* [Requirement]:
For the listing below, give the number of lines in which "every" occurs. Add nothing.

* [Data for the task]:
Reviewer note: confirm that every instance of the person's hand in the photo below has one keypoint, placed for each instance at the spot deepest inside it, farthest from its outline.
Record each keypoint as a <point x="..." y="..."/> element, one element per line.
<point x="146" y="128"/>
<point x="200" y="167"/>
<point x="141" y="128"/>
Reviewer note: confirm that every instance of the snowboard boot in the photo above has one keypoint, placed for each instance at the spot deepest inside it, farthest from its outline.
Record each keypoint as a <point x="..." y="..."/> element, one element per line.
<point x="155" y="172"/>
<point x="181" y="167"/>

* [Your response]:
2